GIVEN TEXT:
● ● ● ● ● ● ●

The marketable equity securities are classified as "available for sale" and are
stated at quoted market values. The unrealized holding gains on these
securities, net of deferred income taxes, have been recorded as a separate
component of shareholders' equity.
The components of the net unrealized holding gains at December 31, 1996 and
1995 were as follows:
1996 1995
---- ----
(In thousands)
Market value.............................. $85,796 $73,460
Less historical cost ..................... 9,966 9,966
------- -------
Unrealized holding gains ................. 75,830 63,494
Less deferred income taxes ............... 27,625 23,664
------- -------
Net unrealized holding gains ............. $48,205 $39,830
======= =======
The investments in limited partnership interests and purchase money mortgages
are recorded at cost, which approximated market values, of $5,806,000 and
$8,786,000 at December 31, 1996 and 1995, respectively. The purchase money
mortgages are intended to be held to maturity. The value of the underlying
investments of the limited partnership interests are assessed annually and are
approximately equal to the original cost.
See Note 4 for a discussion of market values of investments in the Capital
Construction Fund.
4. CAPITAL CONSTRUCTION FUND
A subsidiary is party to an agreement with the United States Government which
established a Capital Construction Fund (CCF) under provisions of the Merchant
Marine Act, 1936, as amended. The agreement has program objectives for the
acquisition, construction or reconstruction of vessels and for repayment of
existing vessel indebtedness. Deposits to the CCF are limited by certain
applicable earnings. Such deposits are Federal income tax deductions in the
year made; however, they are taxable, with interest payable from the year of
deposit, if withdrawn for general corporate purposes or other non-qualified
purposes, or upon termination of the agreement. Qualified withdrawals for
investment in vessels having adequate tax bases do not give rise to a current
tax liability, but reduce the depreciable bases of the vessels or other assets
for income tax purposes. Amounts deposited into the CCF are a preference item
for calculating Federal alternative minimum taxable income. Deposits not
committed for qualified purposes within 25 years from the date of deposit, will
be treated as non-qualified withdrawals over the subsequent five years. As of
year-end, the oldest CCF deposits date from 1991. Management believes that all
amounts on deposit in the CCF at the end of 1996 will be used or committed for
qualified purposes prior to the expiration of the applicable 25-year periods.

● ● ● ● ● ● ●

(Outline items for labeled areas)
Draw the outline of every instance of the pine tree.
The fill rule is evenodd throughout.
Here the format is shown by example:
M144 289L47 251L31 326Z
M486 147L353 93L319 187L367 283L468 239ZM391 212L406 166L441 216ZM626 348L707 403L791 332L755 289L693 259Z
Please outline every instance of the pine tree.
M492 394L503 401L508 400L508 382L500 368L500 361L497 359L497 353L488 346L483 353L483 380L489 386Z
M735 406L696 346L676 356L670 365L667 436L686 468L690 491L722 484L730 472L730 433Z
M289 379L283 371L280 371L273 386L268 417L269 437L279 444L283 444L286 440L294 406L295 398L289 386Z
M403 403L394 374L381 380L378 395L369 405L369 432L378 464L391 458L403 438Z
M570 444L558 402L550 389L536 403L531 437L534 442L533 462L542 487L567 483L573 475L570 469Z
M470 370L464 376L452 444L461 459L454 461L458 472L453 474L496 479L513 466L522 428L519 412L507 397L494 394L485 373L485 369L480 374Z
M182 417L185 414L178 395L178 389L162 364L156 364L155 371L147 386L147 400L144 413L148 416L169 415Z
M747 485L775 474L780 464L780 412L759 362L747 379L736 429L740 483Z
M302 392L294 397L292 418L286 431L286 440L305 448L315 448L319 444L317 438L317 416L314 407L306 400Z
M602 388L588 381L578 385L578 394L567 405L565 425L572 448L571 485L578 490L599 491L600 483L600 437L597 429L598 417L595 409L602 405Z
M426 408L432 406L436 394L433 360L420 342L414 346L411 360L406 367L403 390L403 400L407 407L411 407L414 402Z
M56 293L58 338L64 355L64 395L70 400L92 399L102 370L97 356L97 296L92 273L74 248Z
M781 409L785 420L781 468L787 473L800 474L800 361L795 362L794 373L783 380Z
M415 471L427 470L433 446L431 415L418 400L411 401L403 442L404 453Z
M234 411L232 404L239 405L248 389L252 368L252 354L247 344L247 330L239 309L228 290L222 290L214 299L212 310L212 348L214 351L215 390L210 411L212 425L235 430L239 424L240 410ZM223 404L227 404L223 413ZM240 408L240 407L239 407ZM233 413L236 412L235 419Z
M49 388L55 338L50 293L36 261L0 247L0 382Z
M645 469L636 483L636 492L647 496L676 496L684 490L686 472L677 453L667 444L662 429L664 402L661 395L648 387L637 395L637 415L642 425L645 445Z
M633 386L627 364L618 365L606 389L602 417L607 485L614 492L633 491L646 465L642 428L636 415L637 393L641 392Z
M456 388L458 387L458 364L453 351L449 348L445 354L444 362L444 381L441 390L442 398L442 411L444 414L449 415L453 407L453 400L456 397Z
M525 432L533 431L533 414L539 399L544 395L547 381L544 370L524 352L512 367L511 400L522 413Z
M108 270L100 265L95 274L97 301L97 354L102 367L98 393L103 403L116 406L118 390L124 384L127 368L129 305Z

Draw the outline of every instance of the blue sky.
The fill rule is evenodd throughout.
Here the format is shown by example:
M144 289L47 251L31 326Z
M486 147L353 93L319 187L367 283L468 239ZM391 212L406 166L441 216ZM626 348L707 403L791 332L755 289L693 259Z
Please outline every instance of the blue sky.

● ● ● ● ● ● ●

SHORT EXERCISE:
According to the financial statement notes, from what year do the oldest Capital Construction Fund deposits date as of year-end? The material shown above is separate from the text and does not relate to it.

OUTPUT FOR THIS EXERCISE:
The oldest deposits date from 1991.